#### [Tasks to complete]
(a) Reproduce, unchanged, the stretch of entries that opens with the line containing "Point to the white" and closes with the line containing "x=1100 y=408", both of those lines included.
(b) Take the forum discussion about the Fender amp and its speakers further, picking up after its final line.

#### [Source text]
## START

The folks over at TDPRI seem to have discussed speakers quite a bit, and the name Weber comes up often, although I've never owned them. For little do-dads like the missing knob, Angela seems to have a decent selection:

http://www.angela.com/

On a collector's note, I wonder how close to the end of the run of "Fender Electric Instruments" faceplates that amp is? What is the two-letter date code on the tube chart, and is it an AA964? Teagle and Sprung (p.100) list those two 10's as Jensens. As an aside, my Oct. '62 Bassman reads "Fender Elect. Inst. Co."

Pricewise, that amp would have been much more in a retail environment in Toronto. If it was me, I'd have few reservations about throwing another $400 into it for speakers and a tech's attention. The ceramic 10" Jensen reissues I bought last year for about $70 each new (C10Q) are OK but not great speakers, but were half the cost of the Alnico reissues.


----------



## peter benn (Mar 29, 2007)

## END

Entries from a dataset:
## START

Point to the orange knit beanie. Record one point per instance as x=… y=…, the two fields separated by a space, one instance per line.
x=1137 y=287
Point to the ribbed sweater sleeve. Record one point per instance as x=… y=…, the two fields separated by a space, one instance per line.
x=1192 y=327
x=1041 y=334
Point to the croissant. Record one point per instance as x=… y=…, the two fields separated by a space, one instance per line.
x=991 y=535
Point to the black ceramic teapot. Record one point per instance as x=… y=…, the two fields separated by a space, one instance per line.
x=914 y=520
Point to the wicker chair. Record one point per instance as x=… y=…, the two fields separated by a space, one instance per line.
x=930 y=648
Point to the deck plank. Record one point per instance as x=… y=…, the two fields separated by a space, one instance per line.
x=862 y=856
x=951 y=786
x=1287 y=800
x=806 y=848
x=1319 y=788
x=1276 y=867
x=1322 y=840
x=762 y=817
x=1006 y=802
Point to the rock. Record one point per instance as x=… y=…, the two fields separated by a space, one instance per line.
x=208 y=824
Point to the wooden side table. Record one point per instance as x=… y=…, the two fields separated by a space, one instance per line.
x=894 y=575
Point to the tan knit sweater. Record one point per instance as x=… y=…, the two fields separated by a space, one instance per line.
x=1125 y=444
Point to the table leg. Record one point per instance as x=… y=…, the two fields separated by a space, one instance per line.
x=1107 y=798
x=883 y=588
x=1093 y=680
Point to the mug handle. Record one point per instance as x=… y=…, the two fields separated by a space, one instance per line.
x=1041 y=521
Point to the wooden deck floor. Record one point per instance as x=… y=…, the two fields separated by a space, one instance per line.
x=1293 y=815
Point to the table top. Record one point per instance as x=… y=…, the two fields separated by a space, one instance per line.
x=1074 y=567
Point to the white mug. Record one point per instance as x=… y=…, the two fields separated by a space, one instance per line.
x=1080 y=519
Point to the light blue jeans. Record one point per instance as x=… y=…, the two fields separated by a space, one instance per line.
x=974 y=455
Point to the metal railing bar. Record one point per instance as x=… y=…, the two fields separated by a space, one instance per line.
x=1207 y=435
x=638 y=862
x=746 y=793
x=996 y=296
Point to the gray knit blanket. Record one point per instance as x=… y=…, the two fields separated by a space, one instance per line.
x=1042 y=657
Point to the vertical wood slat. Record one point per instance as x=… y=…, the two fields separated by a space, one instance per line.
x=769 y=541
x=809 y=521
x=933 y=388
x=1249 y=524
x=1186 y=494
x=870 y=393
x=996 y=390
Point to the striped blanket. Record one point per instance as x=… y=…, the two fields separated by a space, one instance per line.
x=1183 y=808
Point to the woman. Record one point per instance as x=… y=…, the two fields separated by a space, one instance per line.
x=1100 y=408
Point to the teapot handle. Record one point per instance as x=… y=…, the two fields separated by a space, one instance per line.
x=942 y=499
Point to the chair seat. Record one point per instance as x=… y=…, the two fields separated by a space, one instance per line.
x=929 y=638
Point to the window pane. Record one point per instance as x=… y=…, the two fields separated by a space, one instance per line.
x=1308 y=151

## END

#### [Answers]
(a)
Point to the white mug. Record one point per instance as x=… y=…, the two fields separated by a space, one instance per line.
x=1080 y=519
Point to the light blue jeans. Record one point per instance as x=… y=…, the two fields separated by a space, one instance per line.
x=974 y=455
Point to the metal railing bar. Record one point per instance as x=… y=…, the two fields separated by a space, one instance per line.
x=1207 y=435
x=638 y=862
x=746 y=793
x=996 y=296
Point to the gray knit blanket. Record one point per instance as x=… y=…, the two fields separated by a space, one instance per line.
x=1042 y=657
Point to the vertical wood slat. Record one point per instance as x=… y=…, the two fields separated by a space, one instance per line.
x=769 y=541
x=809 y=521
x=933 y=388
x=1249 y=524
x=1186 y=494
x=870 y=393
x=996 y=390
Point to the striped blanket. Record one point per instance as x=… y=…, the two fields separated by a space, one instance per line.
x=1183 y=808
Point to the woman. Record one point per instance as x=… y=…, the two fields separated by a space, one instance per line.
x=1100 y=408

(b)
OK, OK, I see it... "OB" is 1965 February, and the "AA864" makes me wonder if there is a misprint in Teagle & Sprung, or a difference between August and September 1964 design specs that took five or six months to appear on the production line.


----------



## 55 Jr (May 3, 2006)

Hello all.

I took the kids camping at Jasper this week.

Had lots of fun....been away from the computer.

Again, my thanks to all for the info on the amp. I did have a chance to crank her a bit when we got back.

It still sounds a bit ratty at cranked volumes. Right now my 65amps SoHo does a better cranked blackface tone than the real thing.



It really sounds good with the old Les Paul. I haven't tried it with my 68 tele yet. 

It works well with my Vinage Icon and Ibanez strats.

The rattiness seems to clear up after the amp has warmed up fo 15-20 min.

Very good info from Wild Bill on the three prong/but forgot about the death cap upgrade.

I had that very thing happen to me with a 65 Deluxe Reverb I once owned.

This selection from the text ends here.